What you need to do -> Give back every one of the records below word for word, but leave the pictures out.

──────── The records ────────

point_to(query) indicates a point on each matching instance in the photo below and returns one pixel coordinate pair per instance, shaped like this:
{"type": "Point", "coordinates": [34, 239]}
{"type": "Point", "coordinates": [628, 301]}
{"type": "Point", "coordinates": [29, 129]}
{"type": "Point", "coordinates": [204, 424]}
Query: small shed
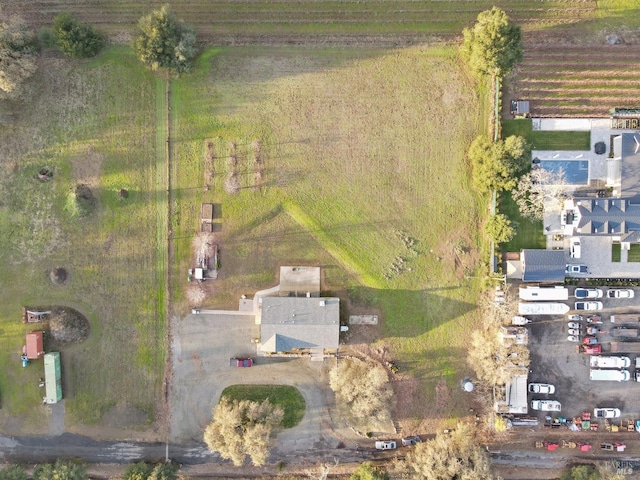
{"type": "Point", "coordinates": [520, 108]}
{"type": "Point", "coordinates": [35, 345]}
{"type": "Point", "coordinates": [52, 378]}
{"type": "Point", "coordinates": [206, 212]}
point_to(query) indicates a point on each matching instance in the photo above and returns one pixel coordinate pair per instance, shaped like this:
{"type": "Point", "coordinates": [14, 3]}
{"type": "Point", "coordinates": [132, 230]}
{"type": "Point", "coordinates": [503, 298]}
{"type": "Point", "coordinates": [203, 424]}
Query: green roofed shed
{"type": "Point", "coordinates": [52, 378]}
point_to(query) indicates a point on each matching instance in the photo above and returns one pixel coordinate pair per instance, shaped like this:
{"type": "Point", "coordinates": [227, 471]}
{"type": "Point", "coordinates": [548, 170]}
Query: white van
{"type": "Point", "coordinates": [609, 362]}
{"type": "Point", "coordinates": [544, 293]}
{"type": "Point", "coordinates": [610, 375]}
{"type": "Point", "coordinates": [575, 247]}
{"type": "Point", "coordinates": [546, 405]}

────────

Solution ->
point_to(query) indicates a point on each matching instance in the photo below and returns one pixel coordinate pair per instance, shaped like this:
{"type": "Point", "coordinates": [34, 239]}
{"type": "Point", "coordinates": [628, 301]}
{"type": "Point", "coordinates": [29, 129]}
{"type": "Point", "coordinates": [204, 424]}
Query: small shed
{"type": "Point", "coordinates": [520, 108]}
{"type": "Point", "coordinates": [35, 345]}
{"type": "Point", "coordinates": [52, 378]}
{"type": "Point", "coordinates": [206, 212]}
point_to(query) indicates a point on each matching instance in the photo above and returns one pixel coordinate pair per instance, shaped like this:
{"type": "Point", "coordinates": [14, 3]}
{"type": "Point", "coordinates": [132, 230]}
{"type": "Point", "coordinates": [503, 298]}
{"type": "Point", "coordinates": [203, 424]}
Query: green roofed shed
{"type": "Point", "coordinates": [52, 378]}
point_to(query) indicates a point on each matching instance in the photo above and returns one pixel coordinate pair per instance, shaped like this:
{"type": "Point", "coordinates": [227, 471]}
{"type": "Point", "coordinates": [548, 170]}
Query: white van
{"type": "Point", "coordinates": [609, 362]}
{"type": "Point", "coordinates": [544, 293]}
{"type": "Point", "coordinates": [610, 375]}
{"type": "Point", "coordinates": [575, 247]}
{"type": "Point", "coordinates": [546, 405]}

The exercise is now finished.